# [RECORD EXCERPTS]
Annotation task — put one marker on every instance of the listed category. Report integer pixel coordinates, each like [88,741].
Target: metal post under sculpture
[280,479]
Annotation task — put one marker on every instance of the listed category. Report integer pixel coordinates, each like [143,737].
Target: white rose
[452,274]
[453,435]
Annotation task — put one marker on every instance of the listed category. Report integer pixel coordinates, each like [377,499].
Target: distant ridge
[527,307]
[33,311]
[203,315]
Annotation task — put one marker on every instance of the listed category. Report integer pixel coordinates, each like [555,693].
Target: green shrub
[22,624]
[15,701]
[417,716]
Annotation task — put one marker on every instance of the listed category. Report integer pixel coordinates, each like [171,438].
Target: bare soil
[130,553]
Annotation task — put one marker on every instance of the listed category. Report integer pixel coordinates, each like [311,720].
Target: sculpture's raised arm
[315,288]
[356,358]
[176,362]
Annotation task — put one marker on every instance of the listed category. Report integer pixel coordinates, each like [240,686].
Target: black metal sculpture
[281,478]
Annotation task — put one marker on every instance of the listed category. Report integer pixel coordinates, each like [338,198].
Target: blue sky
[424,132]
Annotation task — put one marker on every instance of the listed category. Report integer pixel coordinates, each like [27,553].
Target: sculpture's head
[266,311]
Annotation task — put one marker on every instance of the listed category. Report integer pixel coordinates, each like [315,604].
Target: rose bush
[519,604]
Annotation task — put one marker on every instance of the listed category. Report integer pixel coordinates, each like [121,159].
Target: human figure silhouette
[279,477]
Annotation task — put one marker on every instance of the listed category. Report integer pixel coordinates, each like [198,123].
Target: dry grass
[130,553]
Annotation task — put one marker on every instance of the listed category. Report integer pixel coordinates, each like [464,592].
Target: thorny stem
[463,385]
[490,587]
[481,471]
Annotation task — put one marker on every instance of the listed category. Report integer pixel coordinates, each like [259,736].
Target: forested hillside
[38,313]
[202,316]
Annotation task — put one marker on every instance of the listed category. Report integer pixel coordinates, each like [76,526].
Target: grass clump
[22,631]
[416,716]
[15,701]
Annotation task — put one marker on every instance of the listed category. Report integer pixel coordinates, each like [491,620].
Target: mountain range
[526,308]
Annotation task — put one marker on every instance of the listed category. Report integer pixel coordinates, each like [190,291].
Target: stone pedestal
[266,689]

# [SET EXERCISE]
Put each line of the material above into a numbered list, leaving out any blank lines.

# [FULL RESPONSE]
1. Annotation task — put one marker on every instance of the listed category. Report integer pixel coordinates, each like [88,741].
2. Target: metal post under sculpture
3. [280,479]
4. Annotation task — put one marker on every instance of the listed category. Report integer pixel coordinates, each like [143,737].
5. Target: white rose
6. [452,274]
7. [453,435]
8. Annotation task — put one marker on every instance of the listed category. Report integer pixel coordinates, each like [377,499].
9. Target: distant ridge
10. [527,307]
11. [33,311]
12. [203,315]
13. Annotation task — put one marker on every instance of the listed category. Report integer pixel coordinates, each like [555,693].
14. Target: green shrub
15. [22,624]
16. [15,701]
17. [417,716]
18. Annotation task — put one marker on every instance of the listed category. Report integer pixel coordinates, each like [171,438].
19. Target: bare soil
20. [130,553]
21. Annotation task — put one marker on every instance of the listed category. Report integer pixel coordinates, each like [311,720].
22. Target: sculpture's raised arm
23. [315,288]
24. [356,358]
25. [176,362]
26. Annotation task — put one marker on every instance of the listed category. Report integer pixel coordinates, each like [240,686].
27. Target: black metal sculpture
28. [281,478]
29. Annotation task — put one marker on every instance of the listed category. Report integer pixel coordinates, each like [338,198].
30. Target: blue sky
31. [424,132]
32. Annotation task — put one marker on every instance of the listed category. Report integer pixel coordinates, each like [27,553].
33. Target: sculpture's head
34. [266,311]
35. Annotation task — put one marker on every instance of the listed category. Report integer pixel coordinates, each like [315,604].
36. Target: rose bush
37. [519,604]
38. Annotation task — put one marker on every instance of the listed category. Report integer pixel coordinates, each like [121,159].
39. Target: human figure silhouette
40. [279,477]
41. Annotation task — put one marker on every instance of the listed category. Report integer pixel coordinates, each like [198,123].
42. Target: dry grass
43. [130,553]
44. Annotation task — put one marker on every instance of the listed category. Report integer pixel coordinates, each like [464,592].
45. Target: thorny stem
46. [463,385]
47. [490,587]
48. [481,471]
49. Annotation task — put one marker on every instance of the listed category. Report integer pixel coordinates, each like [259,736].
50. Target: forested hillside
51. [38,313]
52. [202,316]
53. Annotation task — put one marker on every instance of the listed category. Report integer pixel coordinates, each like [76,526].
54. Target: grass clump
55. [22,631]
56. [416,716]
57. [15,701]
58. Annotation task — put one marker on every instance of the listed category. Report integer pixel coordinates, each like [491,620].
59. Target: mountain range
60. [526,308]
61. Annotation task — put one marker on every instance of the listed category. Report integer pixel coordinates, each like [190,291].
62. Target: stone pedestal
63. [266,689]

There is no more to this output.